───── Source material

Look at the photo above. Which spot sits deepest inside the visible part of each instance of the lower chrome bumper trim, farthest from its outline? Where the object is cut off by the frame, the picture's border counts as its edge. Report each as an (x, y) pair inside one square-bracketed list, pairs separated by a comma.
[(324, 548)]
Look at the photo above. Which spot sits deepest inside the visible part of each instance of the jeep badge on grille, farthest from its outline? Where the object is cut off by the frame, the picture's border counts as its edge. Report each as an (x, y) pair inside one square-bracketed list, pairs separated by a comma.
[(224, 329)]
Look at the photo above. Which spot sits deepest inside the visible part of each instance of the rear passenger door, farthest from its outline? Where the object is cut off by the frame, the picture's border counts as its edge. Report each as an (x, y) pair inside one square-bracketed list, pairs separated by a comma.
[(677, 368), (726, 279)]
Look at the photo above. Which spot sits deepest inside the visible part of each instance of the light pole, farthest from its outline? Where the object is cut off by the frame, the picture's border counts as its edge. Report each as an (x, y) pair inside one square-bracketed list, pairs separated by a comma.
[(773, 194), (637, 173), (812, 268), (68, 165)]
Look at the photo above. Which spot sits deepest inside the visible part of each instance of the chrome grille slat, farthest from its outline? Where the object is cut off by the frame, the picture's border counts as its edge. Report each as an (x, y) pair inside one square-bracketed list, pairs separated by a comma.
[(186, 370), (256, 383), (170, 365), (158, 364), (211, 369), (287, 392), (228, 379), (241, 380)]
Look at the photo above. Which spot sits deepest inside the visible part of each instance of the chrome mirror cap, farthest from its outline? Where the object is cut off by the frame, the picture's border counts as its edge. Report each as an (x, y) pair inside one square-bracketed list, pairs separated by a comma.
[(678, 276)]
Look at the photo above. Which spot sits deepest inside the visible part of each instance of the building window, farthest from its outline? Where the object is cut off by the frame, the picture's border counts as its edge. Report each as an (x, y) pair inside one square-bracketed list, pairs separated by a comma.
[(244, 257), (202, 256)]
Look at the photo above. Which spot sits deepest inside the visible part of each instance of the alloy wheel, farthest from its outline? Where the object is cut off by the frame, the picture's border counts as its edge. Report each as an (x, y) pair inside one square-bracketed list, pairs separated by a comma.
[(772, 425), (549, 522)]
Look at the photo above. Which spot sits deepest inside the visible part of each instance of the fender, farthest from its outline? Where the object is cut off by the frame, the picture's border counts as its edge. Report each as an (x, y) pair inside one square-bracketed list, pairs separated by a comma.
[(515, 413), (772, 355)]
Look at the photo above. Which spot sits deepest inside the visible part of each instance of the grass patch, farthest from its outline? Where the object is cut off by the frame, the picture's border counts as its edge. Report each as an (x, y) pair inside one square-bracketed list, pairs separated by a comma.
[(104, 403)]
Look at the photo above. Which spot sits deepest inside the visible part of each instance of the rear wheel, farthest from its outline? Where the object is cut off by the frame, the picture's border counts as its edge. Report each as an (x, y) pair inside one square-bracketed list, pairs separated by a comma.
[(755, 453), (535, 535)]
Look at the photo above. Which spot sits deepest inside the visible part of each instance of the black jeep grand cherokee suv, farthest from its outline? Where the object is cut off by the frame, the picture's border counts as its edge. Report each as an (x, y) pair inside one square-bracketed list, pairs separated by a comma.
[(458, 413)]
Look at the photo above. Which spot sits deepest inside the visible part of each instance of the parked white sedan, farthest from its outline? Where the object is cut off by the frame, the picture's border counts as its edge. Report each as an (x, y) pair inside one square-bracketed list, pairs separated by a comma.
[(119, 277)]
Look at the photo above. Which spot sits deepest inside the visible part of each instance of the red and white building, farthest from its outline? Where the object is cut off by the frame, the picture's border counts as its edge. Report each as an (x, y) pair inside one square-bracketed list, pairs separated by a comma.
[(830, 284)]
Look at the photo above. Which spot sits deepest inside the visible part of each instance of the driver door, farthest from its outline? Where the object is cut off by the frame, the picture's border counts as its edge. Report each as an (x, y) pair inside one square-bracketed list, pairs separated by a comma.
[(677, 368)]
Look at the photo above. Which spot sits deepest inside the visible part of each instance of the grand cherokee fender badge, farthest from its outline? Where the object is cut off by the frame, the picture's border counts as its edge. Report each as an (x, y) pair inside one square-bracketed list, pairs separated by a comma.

──────────

■ **Instructions to follow**: Set down each entry exactly, leaving none out.

■ **Output for this task**:
Look at the photo above. Which spot sits deepest inside the visible part of each instance of the lower chrome bumper trim, farthest from its outline? Where the object is cut off by the frame, the picture's border counts as its edge. Report each as an (x, y) pair inside one square-bracketed list, pairs separated by a comma.
[(324, 548)]
Look at the photo above. Which spot sits deepest inside the visible part of each instance of the jeep badge on grille, farthest from its outline? Where the object is cut off by the frame, the picture's border counts as its edge. Report each as an (x, y) pair inside one square-bracketed list, pairs separated by a comma.
[(224, 329)]
Look at the photo above. Which spot sits deepest inside the visible part of each instance of the rear passenger door, farthest from its outline? Where the object is cut off by the frame, the picture's border counts as its edge. Report each as an (x, y) pair inside one square-bracketed list, pairs separated by a comma.
[(677, 368), (726, 279)]
Look at the photo above. Which spot sits deepest inside the visible part of each instance of the light pole, farthest from its outline? Where the object is cut off by the frame, the picture's border counts as its edge. Report each as an (x, y) pair inside one square-bracketed list, pairs separated by a comma.
[(773, 194), (637, 173), (812, 268), (68, 165)]
Look at the photo above. Which spot sits deepest inside the visible part of each instance of the chrome grille slat, farthest from its outline? Where the object is cut off by the frame, the picture's border counts as its edge. Report each as an (x, y) pair inside one square-bracketed list, pairs separated by a comma.
[(186, 370), (256, 383), (170, 365), (158, 364), (211, 369), (287, 392), (228, 379), (241, 380)]
Look at the photo above. Which spot sits deepest inside the visible part of each instance of the chrome mirror cap, farthest from its outline? Where the object is cut off by the frame, the picture's border counts as its edge. Report each as an (x, y) pair inside one square-bracketed list, pairs separated by a comma.
[(678, 276)]
Look at the photo above. Which spot sits deepest inside the visible part of each instance of the building window, farthest from its outline? Where the object is cut off by the frame, the picture's border counts as its edge. Report each as an (x, y) pair inside one square-bracketed list, pairs separated by a comma.
[(244, 257), (202, 256)]
Look at the photo above. Which spot sits deepest inside the visible part of each instance of the alloy wheel, farthest from its outline? Where the object is cut off by the frame, the picture's border counts as its edge. Report each as an (x, y) pair inside one square-bracketed list, pairs separated by a comma.
[(772, 425), (549, 522)]
Look at the photo above. Which spot sits deepest inside the visible part of each instance of the fender, farthest from its outline? Where the object is cut off by the frame, the picture's border counts as its edge. Report each as an (x, y) pair inside one square-bracketed list, pairs separated by a comma.
[(515, 413), (772, 355)]
Look at the photo above. Which spot sits deepest inside the visible part of each instance of the grass patch, farthest from its outline? Where the object is cut off by the frame, the picture's border counts as its edge. Report each as an (x, y) pair inside one square-bracketed list, pairs separated by a comma.
[(104, 403)]
Look at the photo above. Which spot sits deepest inside the visible part of each instance of the rear wheel, farthest from its outline? Where the object is cut off by the frame, the picture's border counts as its edge. Report each as an (x, y) pair inside one square-bracketed list, pairs separated by a comma.
[(755, 453), (535, 535)]
Look at the photo above. Which spot sits deepest inside the visible part of each instance of the black jeep grand cherokee suv, farthest from its outline? Where the object is cut off by the frame, the picture's border counts as its edge. Report each as an (x, y) pair inside one square-bracketed list, pairs separated by a comma.
[(458, 413)]
Look at the photo above. Which spot sits deepest inside the visible part of each instance of the parked white sedan, farthest from its outline? Where the object is cut off by the frame, the picture's border counts as its edge. Report each as an (x, y) pair inside one square-bracketed list, pairs separated by a comma.
[(119, 277)]
Look at the photo above. Which spot sits deepest inside the visible part of each instance of the red and white building, farthest from its outline? Where the object is cut off by the frame, the picture's border counts as its edge. Report each as an (x, y) pair inside one square-bracketed list, pairs separated by a comma.
[(830, 284)]
Look at the photo above. Which spot sits deepest inside the visible part of each instance of the driver door, farthest from its outline? Where the object is cut off by the frame, the picture's border counts as its edge. Report each as an (x, y) pair inside one square-bracketed list, pairs separated by a comma.
[(677, 368)]
Look at the photo above. Which spot sits deepest inside the visible part of each instance of the grand cherokee fender badge, farthest from its outline? Where the object is cut off by the frame, the picture's border counts as its edge. Report each as an (x, y) pair inside one square-bracketed list, pairs separated by a comma.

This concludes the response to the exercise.